# Testo scelto
——
Un passo indietro…

Anche stamattina come altri lunedì mi concentro sull’articolo della dottoressa Graziottin, intitolato “Un passo indietro per (ri)aprire la porta della felicità”. Mi attrae soprattutto ciò che sta tra parentesi, che induce a ripescare qualcosa di buono e bello del nostro passato. Prima ancora di leggere l’articolo, mentre il cameriere deposita sul tavolino il cappuccino cremoso col cuore disegnato e una profumata croissant, decido che oggi devo essere contenta, perché ricorre il mio anniversario di laurea, conseguita nel lontano 30 novembre 1976… ero una ragazzina di 23 anni, coi capelli lunghi ramati; indossavo gonna e gilet di velluto celeste, sotto camicetta rosa con chiusura a cravatta. Il particolare della cravatta non è casuale, perché sottintende il mio bisogno di indipendenza e autonomia, guadagnate colpo su colpo. Per diversi anni ho festeggiato il giorno della laurea, ritenuto centrale per la mia carriera professionale. Poi è stato superato da altri importanti eventi. Stamattina il titolo dell’articolo succitato me lo ha riportato alla memoria, procurandomi una sottile emozione. Lo leggo attentamente e comprendo che l’invito è a fare una passeggiata dentro di noi, per recuperare lo spirito dei tempi migliori, forse della gioventù ma non è esclusivo, per godere dei piaceri semplici oppure che vengono dal sacrificio e dalla pazienza. Tra l’altro, la sessuologa definisce l’attività fisica, anche il semplice camminare, il più potente antidepressivo e ansiolitico che esista. Quindi buon cammino a tutti, reale se possibile e soprattutto introspettivo.

SALUTE, bene individuale e collettivo

La mia dottoressa è una gentile e sorridente signora che frequento il meno possibile in studio, ma che vedo assai volentieri alle mie mostre fotografiche e alla presentazione dei miei libri. Infatti ama i fiori come me ed è una forte lettrice; il che si sente dagli interventi accurati che fa e da come si esprime, coniugando professionalità e rigore scientifico. Mi invia un messaggio nel quale, da medico di base esprime pena per la situazione sanitaria creatasi con le testuali parole: “In questi giorni è un delirio: la nostra bella Pedemontana, risparmiata dal virus in Primavera, è ora flagellata. E dicembre, con le sue feste, deve ancora arrivare… speriamo bene!”. Ecco, mi ero illusa di vivere in un’isola felice, circondata dai campi e da tanti capitelli. Speravo di scivolare indenne, insieme con i miei concittadini, fuori dal tunnel opprimente della pandemia che invece pare stazioni qui e nel vicino paese. A breve saremo sottoposti tutti a screening di massa per stanare il covid: ben venga, così sapremo come difenderci. Se ricordo bene, l’imperatore Traiano diceva che la migliore difesa è l’attacco! Però riprendo la parte finale del messaggio della dottoressa, che sottintende la preoccupazione per le incombenti feste natalizie e rivolgo un appello a tutti i cittadini di cuore e di testa: per quest’anno famigerato, sostituiamo la parola festa con sobrietà, oppure serenità… che ci consentiranno di riappropriarci della salute e di mantenerla. Consapevoli che la SALUTE è un bene individuale e collettivo, come da Art. 32 della Costituzione italiana.
——
# Consegna A
Elenca tutti i capi d'abbigliamento che, secondo il testo scelto, erano indossati il giorno della laurea.
# Consegna B
In quale data è stata conseguita la laurea ricordata nel testo scelto?
Le voci provengono da una fonte diversa dal testo scelto.

# Voci fornite
——
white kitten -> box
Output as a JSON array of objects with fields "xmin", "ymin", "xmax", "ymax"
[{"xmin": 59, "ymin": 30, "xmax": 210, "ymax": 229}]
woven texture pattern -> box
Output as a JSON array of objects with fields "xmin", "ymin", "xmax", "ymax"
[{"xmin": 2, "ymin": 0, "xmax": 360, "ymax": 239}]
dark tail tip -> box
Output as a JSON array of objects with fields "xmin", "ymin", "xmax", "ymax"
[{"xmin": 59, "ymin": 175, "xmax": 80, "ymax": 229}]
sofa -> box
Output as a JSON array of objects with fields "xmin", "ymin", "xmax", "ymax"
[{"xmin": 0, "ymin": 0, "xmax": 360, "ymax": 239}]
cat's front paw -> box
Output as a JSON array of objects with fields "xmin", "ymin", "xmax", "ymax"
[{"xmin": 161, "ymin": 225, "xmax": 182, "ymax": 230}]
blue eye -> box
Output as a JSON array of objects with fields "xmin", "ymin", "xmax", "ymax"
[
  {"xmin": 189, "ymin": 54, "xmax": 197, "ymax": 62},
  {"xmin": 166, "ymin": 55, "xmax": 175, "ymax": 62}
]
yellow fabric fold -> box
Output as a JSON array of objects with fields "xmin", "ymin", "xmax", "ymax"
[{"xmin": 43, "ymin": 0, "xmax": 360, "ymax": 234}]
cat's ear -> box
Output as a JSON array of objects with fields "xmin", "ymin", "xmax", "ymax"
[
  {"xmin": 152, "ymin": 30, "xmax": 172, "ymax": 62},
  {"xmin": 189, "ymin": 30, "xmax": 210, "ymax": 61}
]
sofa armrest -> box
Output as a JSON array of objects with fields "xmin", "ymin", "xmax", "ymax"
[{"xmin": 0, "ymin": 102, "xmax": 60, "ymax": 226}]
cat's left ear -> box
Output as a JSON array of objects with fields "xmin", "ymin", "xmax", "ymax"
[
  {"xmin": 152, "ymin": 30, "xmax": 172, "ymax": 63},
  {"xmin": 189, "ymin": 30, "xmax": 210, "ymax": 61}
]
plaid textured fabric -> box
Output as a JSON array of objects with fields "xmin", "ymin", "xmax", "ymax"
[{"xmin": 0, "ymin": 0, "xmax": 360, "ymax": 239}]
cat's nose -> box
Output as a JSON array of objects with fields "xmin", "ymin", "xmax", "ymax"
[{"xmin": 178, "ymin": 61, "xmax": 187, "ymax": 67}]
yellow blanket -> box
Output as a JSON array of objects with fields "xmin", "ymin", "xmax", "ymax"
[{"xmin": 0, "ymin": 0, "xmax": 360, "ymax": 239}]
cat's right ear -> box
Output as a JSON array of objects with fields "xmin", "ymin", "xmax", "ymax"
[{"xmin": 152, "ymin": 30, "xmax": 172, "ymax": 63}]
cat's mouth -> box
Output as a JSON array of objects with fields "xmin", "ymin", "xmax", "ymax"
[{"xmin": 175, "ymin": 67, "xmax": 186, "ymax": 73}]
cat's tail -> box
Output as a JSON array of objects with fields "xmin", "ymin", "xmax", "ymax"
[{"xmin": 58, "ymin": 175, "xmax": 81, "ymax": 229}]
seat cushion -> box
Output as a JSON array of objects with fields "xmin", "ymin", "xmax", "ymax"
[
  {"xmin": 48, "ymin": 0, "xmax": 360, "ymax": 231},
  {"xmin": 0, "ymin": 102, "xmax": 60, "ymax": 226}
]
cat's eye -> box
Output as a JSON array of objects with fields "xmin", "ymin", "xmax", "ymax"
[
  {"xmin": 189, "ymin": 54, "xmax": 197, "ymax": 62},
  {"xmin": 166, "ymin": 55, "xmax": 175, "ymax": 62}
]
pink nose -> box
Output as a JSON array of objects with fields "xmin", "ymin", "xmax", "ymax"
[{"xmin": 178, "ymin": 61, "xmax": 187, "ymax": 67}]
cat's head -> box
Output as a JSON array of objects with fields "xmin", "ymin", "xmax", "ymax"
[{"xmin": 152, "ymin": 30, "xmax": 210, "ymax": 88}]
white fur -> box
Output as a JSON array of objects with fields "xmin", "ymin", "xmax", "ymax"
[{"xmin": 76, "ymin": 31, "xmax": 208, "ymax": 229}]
——
# Risposta A
La gonna e il gilet di velluto celeste, e sotto la camicetta rosa con chiusura a cravatta.

# Risposta B
La laurea è stata conseguita il 30 novembre 1976.